_Page text_
────────
When Erica Jong put out her feminist version of Fanny in 1980, I was busy raising kids and teaching school in Latin America and missed it entirely, only finding it recently on Amazon at a bargain price. So I had to get it, if only for old times' sake, and to see how Jong's Fanny improved (or not) upon the original Georgian one.

I'm sorry to say that, although impressed by Jong's writing style imitative of 1700s publications and also happy with the fact that our Fanny here is not such a pushover for the male sexual organ and takes much more control of her own life, I was bored. There's too much detail, especially when we get to all the sailing on pirate ships.

So I skipped bunches of this, probably missing some intelligent and erudite references to Georgian people, ideas and culture. But life's too short, IMO, to spend it having my mind numbed by so much verbiage. I do admit to enjoying meeting up with Alexander Pope, William Hogarth, and Cleland himself, making a visit to the Hellfire Club, seeing the contrast between the early comfortable aristocratic life Fanny led and her life after ending up on the seedier side of society, making the acquaintance of a group of feminist witches and a group of highwaymen, and more.
────────
_Records shown_
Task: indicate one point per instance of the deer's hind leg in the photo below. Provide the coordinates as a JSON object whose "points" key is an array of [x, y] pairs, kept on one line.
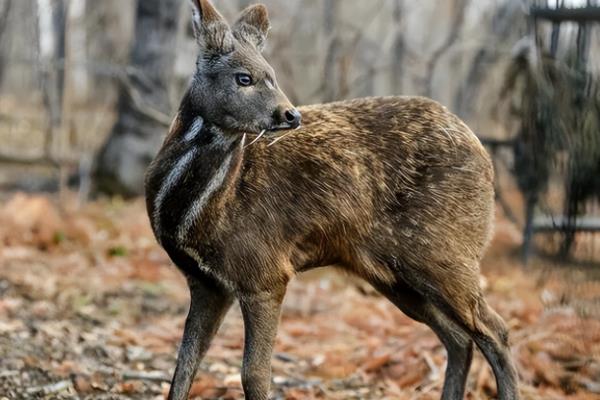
{"points": [[454, 290], [457, 342]]}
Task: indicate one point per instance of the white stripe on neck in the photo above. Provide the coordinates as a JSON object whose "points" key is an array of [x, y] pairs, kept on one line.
{"points": [[168, 184], [194, 130], [195, 210]]}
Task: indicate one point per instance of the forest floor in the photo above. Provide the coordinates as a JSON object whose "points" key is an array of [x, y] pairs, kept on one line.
{"points": [[91, 308]]}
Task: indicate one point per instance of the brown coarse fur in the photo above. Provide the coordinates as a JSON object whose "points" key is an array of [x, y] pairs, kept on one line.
{"points": [[395, 190]]}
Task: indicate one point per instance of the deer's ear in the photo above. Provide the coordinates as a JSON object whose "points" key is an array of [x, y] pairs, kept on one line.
{"points": [[210, 28], [253, 25]]}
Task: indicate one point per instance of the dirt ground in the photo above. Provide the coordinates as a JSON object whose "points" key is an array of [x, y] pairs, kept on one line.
{"points": [[91, 308]]}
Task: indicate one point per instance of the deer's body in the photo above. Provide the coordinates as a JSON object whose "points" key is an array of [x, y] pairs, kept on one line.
{"points": [[395, 190], [372, 185]]}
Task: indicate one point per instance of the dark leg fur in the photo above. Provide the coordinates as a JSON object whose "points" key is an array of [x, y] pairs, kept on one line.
{"points": [[475, 318], [261, 318], [492, 340], [458, 344], [209, 304]]}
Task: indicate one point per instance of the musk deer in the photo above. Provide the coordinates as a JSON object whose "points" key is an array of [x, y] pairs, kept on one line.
{"points": [[396, 190]]}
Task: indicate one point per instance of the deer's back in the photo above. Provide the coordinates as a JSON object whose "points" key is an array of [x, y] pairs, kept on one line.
{"points": [[371, 176]]}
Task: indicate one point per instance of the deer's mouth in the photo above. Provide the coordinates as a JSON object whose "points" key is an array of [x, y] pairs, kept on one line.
{"points": [[283, 127]]}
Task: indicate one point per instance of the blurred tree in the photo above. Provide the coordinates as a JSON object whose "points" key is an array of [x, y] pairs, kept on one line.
{"points": [[4, 9], [144, 105]]}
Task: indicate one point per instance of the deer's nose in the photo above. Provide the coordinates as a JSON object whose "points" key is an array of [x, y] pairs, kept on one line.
{"points": [[292, 117]]}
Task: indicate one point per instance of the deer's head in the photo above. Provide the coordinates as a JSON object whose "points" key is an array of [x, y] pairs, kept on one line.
{"points": [[234, 87]]}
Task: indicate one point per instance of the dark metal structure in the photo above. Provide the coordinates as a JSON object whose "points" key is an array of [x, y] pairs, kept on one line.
{"points": [[560, 120]]}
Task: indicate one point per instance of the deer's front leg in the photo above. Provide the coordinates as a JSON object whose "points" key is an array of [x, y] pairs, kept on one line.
{"points": [[261, 317], [209, 304]]}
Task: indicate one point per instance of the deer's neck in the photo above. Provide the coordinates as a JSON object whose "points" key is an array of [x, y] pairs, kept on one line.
{"points": [[197, 170]]}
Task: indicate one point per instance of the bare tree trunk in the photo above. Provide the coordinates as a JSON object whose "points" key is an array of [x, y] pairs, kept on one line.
{"points": [[4, 12], [503, 26], [399, 48], [460, 7], [144, 101], [330, 8], [52, 29]]}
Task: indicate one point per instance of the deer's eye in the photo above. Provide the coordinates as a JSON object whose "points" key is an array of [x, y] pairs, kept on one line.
{"points": [[244, 80]]}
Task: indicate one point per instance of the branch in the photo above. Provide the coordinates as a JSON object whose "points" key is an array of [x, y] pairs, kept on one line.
{"points": [[457, 24], [563, 14]]}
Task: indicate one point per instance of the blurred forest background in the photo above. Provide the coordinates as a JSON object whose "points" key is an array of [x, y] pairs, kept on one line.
{"points": [[89, 304]]}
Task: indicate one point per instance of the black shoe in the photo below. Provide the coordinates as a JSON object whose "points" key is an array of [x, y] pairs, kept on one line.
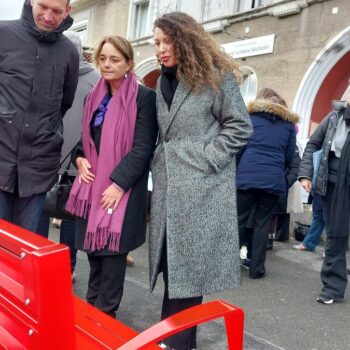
{"points": [[245, 263], [325, 299], [257, 275]]}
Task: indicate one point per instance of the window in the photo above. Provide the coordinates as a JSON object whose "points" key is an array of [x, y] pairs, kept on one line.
{"points": [[246, 5], [249, 84], [217, 8], [140, 19]]}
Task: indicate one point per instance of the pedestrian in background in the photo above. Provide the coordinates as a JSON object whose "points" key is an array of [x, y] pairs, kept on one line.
{"points": [[261, 172], [109, 195], [333, 184], [38, 78], [88, 77], [313, 236], [203, 123]]}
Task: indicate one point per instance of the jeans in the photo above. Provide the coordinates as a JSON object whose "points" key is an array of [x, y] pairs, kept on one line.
{"points": [[67, 235], [312, 239], [21, 211]]}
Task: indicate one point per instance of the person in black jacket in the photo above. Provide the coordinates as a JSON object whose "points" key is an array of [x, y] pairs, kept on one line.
{"points": [[261, 172], [38, 77], [333, 185], [109, 195]]}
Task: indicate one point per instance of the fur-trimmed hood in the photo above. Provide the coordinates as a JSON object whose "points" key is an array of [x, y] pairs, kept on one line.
{"points": [[264, 106]]}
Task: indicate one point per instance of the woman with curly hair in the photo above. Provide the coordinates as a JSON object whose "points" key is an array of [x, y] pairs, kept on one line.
{"points": [[203, 123]]}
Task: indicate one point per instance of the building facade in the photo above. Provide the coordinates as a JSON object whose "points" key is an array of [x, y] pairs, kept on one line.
{"points": [[301, 48]]}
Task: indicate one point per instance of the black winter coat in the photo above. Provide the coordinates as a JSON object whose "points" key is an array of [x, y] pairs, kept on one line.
{"points": [[270, 149], [132, 172], [38, 78]]}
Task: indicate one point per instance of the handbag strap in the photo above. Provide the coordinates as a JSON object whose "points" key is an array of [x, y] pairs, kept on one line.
{"points": [[65, 158]]}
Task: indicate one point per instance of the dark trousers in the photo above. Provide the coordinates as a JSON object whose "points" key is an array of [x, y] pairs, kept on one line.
{"points": [[187, 339], [264, 204], [21, 211], [106, 282], [282, 227], [67, 235], [333, 272]]}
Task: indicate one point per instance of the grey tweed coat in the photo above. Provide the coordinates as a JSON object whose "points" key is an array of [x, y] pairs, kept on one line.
{"points": [[194, 192]]}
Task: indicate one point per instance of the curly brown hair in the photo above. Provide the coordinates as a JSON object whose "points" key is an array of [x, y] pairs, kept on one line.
{"points": [[200, 59]]}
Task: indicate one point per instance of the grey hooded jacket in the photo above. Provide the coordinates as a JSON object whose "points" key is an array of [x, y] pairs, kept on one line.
{"points": [[321, 139]]}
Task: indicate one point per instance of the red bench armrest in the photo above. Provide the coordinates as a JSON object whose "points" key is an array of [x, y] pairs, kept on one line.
{"points": [[234, 320]]}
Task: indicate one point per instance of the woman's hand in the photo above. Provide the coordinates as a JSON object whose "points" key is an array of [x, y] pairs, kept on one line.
{"points": [[306, 184], [111, 197], [83, 168]]}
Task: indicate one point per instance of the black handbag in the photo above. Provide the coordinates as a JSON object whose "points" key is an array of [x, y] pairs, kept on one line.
{"points": [[56, 199], [300, 231]]}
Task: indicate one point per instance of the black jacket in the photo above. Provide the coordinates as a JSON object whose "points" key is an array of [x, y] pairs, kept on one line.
{"points": [[38, 78], [132, 172]]}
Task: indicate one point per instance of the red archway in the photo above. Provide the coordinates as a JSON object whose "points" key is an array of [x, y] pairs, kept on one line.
{"points": [[332, 88]]}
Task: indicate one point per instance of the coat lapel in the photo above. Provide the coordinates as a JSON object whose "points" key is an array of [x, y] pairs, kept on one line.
{"points": [[181, 93]]}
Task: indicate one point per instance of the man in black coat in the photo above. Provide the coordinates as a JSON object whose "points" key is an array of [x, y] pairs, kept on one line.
{"points": [[38, 77], [333, 185]]}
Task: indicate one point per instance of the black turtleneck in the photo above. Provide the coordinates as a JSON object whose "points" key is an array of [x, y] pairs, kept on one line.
{"points": [[168, 83]]}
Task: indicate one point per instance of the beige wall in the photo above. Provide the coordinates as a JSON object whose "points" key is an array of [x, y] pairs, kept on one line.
{"points": [[105, 17], [299, 39]]}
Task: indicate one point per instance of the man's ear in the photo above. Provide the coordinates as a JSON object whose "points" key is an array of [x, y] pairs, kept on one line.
{"points": [[68, 10]]}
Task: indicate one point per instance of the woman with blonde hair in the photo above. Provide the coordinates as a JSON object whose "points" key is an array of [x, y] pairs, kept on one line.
{"points": [[109, 195], [203, 123]]}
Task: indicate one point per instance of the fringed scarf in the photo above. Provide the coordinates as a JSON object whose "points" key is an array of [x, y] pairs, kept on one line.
{"points": [[104, 229]]}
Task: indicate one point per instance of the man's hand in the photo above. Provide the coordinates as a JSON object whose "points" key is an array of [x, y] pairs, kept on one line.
{"points": [[111, 197], [83, 168], [306, 184]]}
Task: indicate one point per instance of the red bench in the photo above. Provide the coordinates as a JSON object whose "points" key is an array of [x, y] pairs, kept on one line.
{"points": [[38, 310]]}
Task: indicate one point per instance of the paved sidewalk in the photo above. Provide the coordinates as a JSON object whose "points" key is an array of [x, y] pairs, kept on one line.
{"points": [[281, 309]]}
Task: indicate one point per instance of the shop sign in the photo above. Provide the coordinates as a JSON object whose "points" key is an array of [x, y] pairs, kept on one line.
{"points": [[251, 47]]}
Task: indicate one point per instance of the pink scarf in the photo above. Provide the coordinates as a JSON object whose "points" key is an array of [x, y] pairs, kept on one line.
{"points": [[117, 139]]}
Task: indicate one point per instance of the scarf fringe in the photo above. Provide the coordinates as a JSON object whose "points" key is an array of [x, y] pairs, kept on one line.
{"points": [[78, 207], [102, 238]]}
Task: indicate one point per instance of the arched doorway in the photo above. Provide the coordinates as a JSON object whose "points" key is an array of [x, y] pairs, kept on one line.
{"points": [[148, 71], [325, 80]]}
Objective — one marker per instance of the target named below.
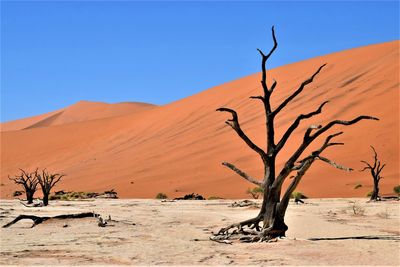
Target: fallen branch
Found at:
(38, 220)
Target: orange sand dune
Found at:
(178, 148)
(81, 111)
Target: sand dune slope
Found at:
(81, 111)
(178, 148)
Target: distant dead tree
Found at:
(275, 202)
(47, 181)
(375, 170)
(29, 182)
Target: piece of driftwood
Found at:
(243, 203)
(38, 220)
(191, 196)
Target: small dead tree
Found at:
(375, 170)
(47, 181)
(29, 182)
(275, 202)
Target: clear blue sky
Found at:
(54, 53)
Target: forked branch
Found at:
(298, 91)
(242, 174)
(234, 123)
(295, 124)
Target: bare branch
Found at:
(295, 124)
(257, 97)
(264, 61)
(298, 91)
(243, 174)
(341, 122)
(234, 123)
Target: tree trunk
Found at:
(45, 199)
(29, 197)
(273, 220)
(375, 193)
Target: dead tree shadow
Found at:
(367, 237)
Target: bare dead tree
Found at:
(47, 181)
(275, 202)
(29, 182)
(375, 170)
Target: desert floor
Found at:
(151, 232)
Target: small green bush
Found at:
(396, 189)
(161, 196)
(255, 192)
(298, 195)
(357, 186)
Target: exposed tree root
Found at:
(383, 237)
(38, 220)
(247, 232)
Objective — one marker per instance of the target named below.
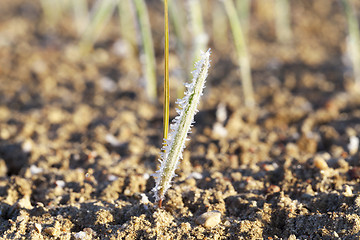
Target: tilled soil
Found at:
(79, 141)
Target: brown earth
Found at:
(79, 140)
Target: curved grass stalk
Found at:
(354, 40)
(147, 42)
(166, 74)
(242, 52)
(81, 15)
(197, 28)
(128, 24)
(282, 21)
(175, 143)
(100, 14)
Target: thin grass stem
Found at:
(283, 21)
(354, 40)
(242, 52)
(149, 64)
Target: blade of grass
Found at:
(354, 40)
(282, 21)
(166, 80)
(242, 52)
(147, 43)
(127, 21)
(100, 14)
(81, 15)
(197, 29)
(243, 8)
(53, 11)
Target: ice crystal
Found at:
(174, 145)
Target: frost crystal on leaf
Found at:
(175, 143)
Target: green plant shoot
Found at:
(242, 52)
(166, 74)
(149, 64)
(354, 40)
(174, 145)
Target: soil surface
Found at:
(79, 140)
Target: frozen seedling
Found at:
(174, 144)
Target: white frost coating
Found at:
(175, 143)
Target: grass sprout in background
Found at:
(166, 73)
(283, 21)
(101, 13)
(196, 25)
(178, 21)
(243, 7)
(148, 58)
(81, 15)
(353, 43)
(54, 10)
(127, 21)
(219, 27)
(242, 52)
(175, 143)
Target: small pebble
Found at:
(209, 219)
(320, 163)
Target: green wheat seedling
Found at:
(53, 10)
(243, 8)
(81, 15)
(101, 13)
(174, 145)
(242, 51)
(149, 64)
(354, 40)
(196, 24)
(127, 24)
(282, 21)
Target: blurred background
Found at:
(254, 44)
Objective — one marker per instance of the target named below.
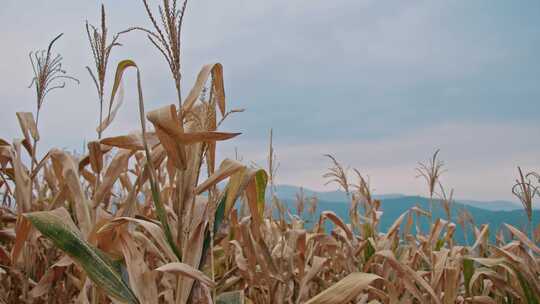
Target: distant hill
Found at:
(394, 205)
(289, 192)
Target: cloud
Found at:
(380, 84)
(481, 159)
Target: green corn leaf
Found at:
(58, 227)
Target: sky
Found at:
(378, 84)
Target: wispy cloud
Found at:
(379, 84)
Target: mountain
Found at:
(286, 192)
(394, 205)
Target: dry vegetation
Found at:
(140, 218)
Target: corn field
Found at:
(149, 216)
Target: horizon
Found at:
(389, 84)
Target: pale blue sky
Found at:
(380, 84)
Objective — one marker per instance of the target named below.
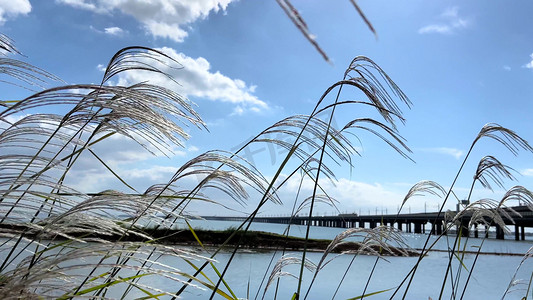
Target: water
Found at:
(490, 279)
(491, 276)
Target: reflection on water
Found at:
(491, 275)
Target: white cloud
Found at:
(161, 18)
(527, 172)
(530, 64)
(452, 23)
(114, 30)
(456, 153)
(197, 79)
(101, 68)
(12, 8)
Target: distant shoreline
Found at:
(258, 240)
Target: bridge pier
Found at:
(499, 232)
(372, 224)
(418, 227)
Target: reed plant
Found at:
(58, 242)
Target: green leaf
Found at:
(371, 294)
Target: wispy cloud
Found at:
(13, 8)
(197, 79)
(451, 23)
(527, 172)
(160, 18)
(529, 65)
(455, 153)
(114, 30)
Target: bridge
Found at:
(413, 223)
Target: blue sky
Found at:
(462, 64)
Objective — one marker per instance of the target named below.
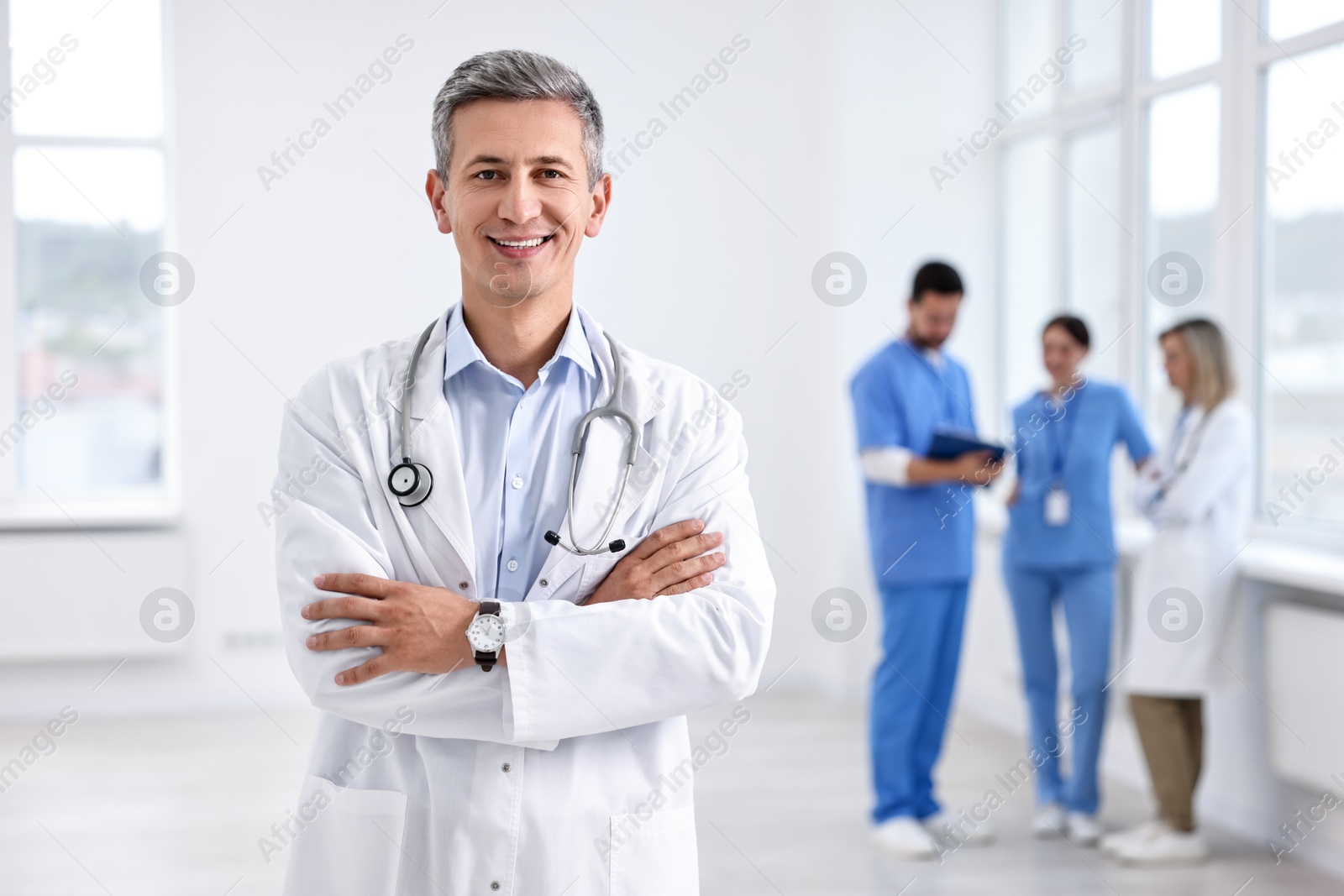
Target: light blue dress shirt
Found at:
(515, 449)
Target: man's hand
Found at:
(979, 468)
(420, 629)
(667, 562)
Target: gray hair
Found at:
(517, 74)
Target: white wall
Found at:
(830, 120)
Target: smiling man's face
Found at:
(517, 199)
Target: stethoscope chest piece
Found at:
(410, 483)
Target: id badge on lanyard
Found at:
(1057, 504)
(1057, 497)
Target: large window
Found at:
(1303, 284)
(1194, 165)
(85, 434)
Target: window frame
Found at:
(1240, 219)
(134, 506)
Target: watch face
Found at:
(486, 633)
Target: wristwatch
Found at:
(486, 634)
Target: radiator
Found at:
(71, 595)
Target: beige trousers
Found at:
(1173, 734)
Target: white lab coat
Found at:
(1200, 526)
(568, 770)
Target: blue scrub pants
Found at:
(911, 694)
(1088, 598)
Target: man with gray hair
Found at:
(522, 548)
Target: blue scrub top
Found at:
(1070, 443)
(900, 398)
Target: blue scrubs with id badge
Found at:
(1059, 548)
(921, 539)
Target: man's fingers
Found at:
(365, 609)
(356, 636)
(690, 584)
(667, 535)
(370, 586)
(685, 570)
(380, 665)
(685, 548)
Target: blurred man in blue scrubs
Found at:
(921, 532)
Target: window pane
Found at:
(1182, 201)
(1304, 282)
(1289, 18)
(1027, 43)
(1183, 35)
(1028, 261)
(1093, 241)
(87, 221)
(78, 76)
(1097, 22)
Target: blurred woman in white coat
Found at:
(1198, 499)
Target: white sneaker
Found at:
(1168, 846)
(1084, 831)
(904, 837)
(1112, 842)
(958, 831)
(1048, 821)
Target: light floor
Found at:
(176, 806)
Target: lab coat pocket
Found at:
(655, 857)
(351, 841)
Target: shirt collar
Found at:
(460, 349)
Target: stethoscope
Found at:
(412, 483)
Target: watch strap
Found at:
(487, 660)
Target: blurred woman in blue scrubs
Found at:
(1059, 550)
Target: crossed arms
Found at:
(696, 640)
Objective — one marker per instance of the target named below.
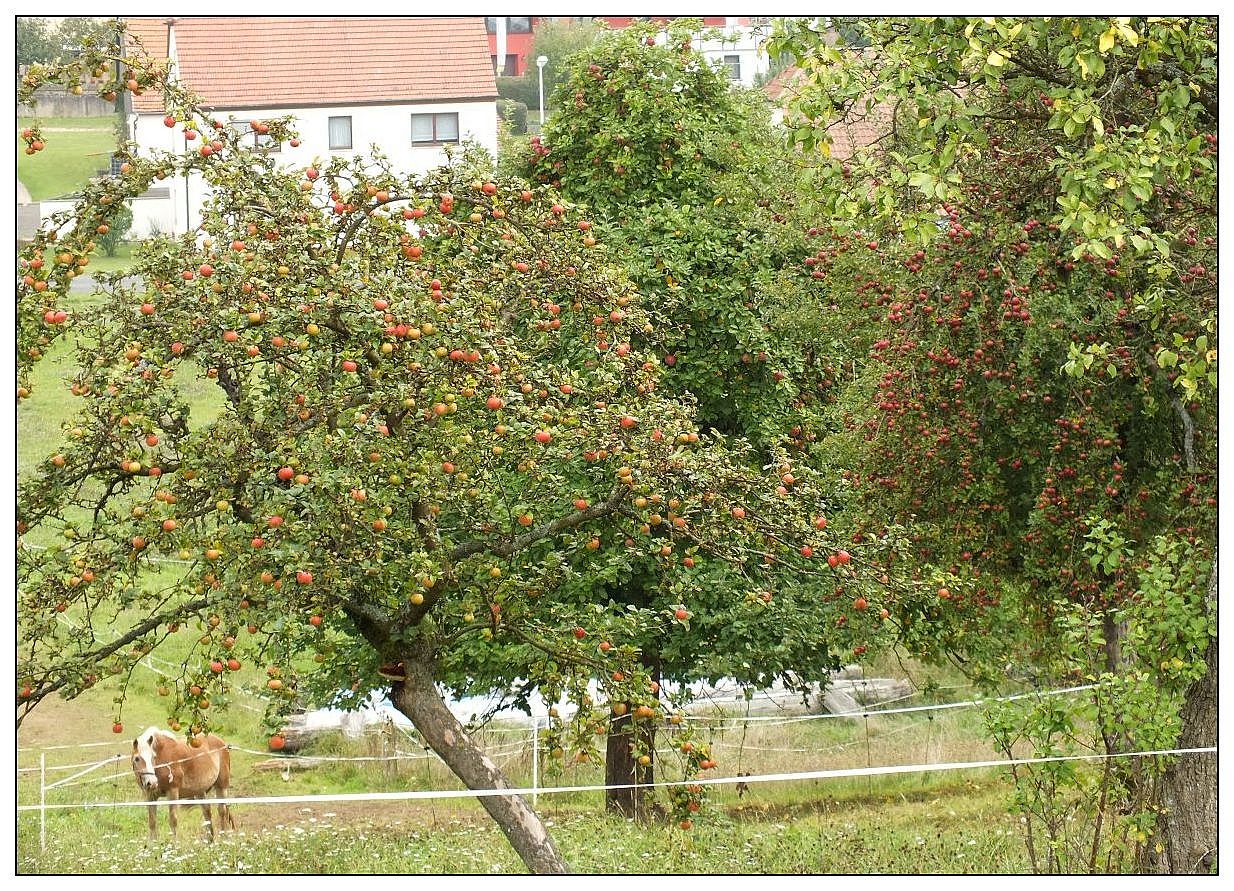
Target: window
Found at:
(432, 130)
(242, 131)
(511, 67)
(515, 25)
(341, 132)
(268, 143)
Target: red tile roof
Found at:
(235, 62)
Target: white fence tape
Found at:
(775, 720)
(546, 790)
(766, 720)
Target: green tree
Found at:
(699, 199)
(558, 40)
(116, 231)
(434, 394)
(35, 41)
(1034, 249)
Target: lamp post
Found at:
(541, 61)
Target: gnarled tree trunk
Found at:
(622, 768)
(1187, 828)
(417, 697)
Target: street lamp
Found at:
(541, 61)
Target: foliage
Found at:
(116, 231)
(41, 41)
(522, 89)
(439, 399)
(69, 161)
(558, 40)
(1033, 251)
(705, 221)
(36, 41)
(515, 114)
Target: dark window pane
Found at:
(339, 132)
(421, 128)
(448, 127)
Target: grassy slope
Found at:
(70, 158)
(919, 823)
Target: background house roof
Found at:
(857, 130)
(235, 62)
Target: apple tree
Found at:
(690, 184)
(431, 397)
(1033, 244)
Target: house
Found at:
(511, 42)
(409, 85)
(739, 48)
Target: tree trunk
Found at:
(622, 769)
(417, 697)
(1187, 828)
(621, 766)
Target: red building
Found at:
(521, 30)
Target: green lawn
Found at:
(77, 149)
(101, 263)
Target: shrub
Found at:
(116, 231)
(513, 112)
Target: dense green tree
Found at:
(441, 422)
(1033, 247)
(695, 191)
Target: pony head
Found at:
(144, 763)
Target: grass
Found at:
(101, 263)
(929, 822)
(70, 158)
(924, 823)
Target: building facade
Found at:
(407, 87)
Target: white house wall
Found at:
(385, 126)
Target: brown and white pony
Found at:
(165, 765)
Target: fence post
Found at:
(42, 800)
(534, 759)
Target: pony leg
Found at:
(226, 821)
(209, 824)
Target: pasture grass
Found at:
(101, 263)
(929, 822)
(77, 151)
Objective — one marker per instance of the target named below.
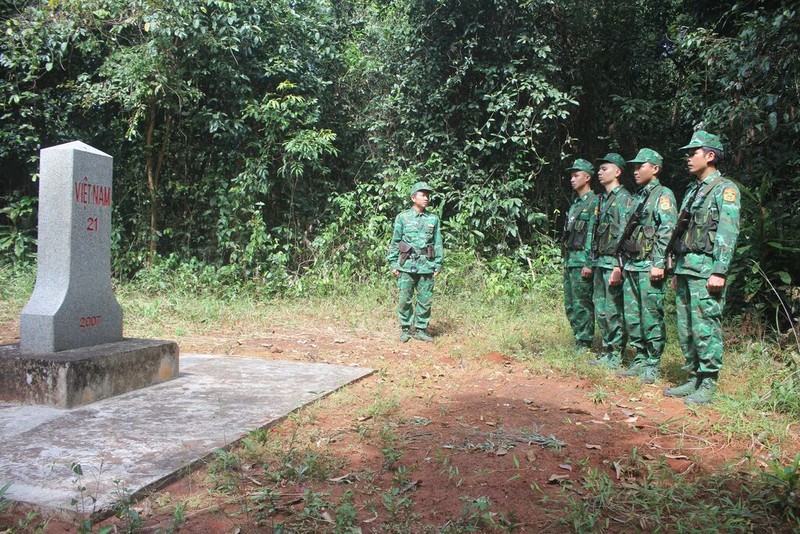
────────
_Directions for this task_
Extend the review of Erica Jong's novel Fanny, picking up right after its final sentence. None of the items are needed for what comes next.

_The answer_
So Fanny meets up with some actual historical personages of the times and also many more fictional ones. There are interesting discussions of witches, slavery, democracy, equality, and even some fun etymology of terms such as Jolly Roger, buccaneers, etc. If I had been in a more patient frame of mind I would have read this more carefully, but, as it was, the payoff for spending more time on this did not seem greater to me than the payoff of getting on with my life.

Three stars for this because I did enjoy Jong's Fanny being less of a pushover and less of a patsy than Cleland's. Well, feminism was coming into its own (kinda) in the 1980s. One would expect a more woke Fanny. Besides, Cleland was a guy. What do they really know about women?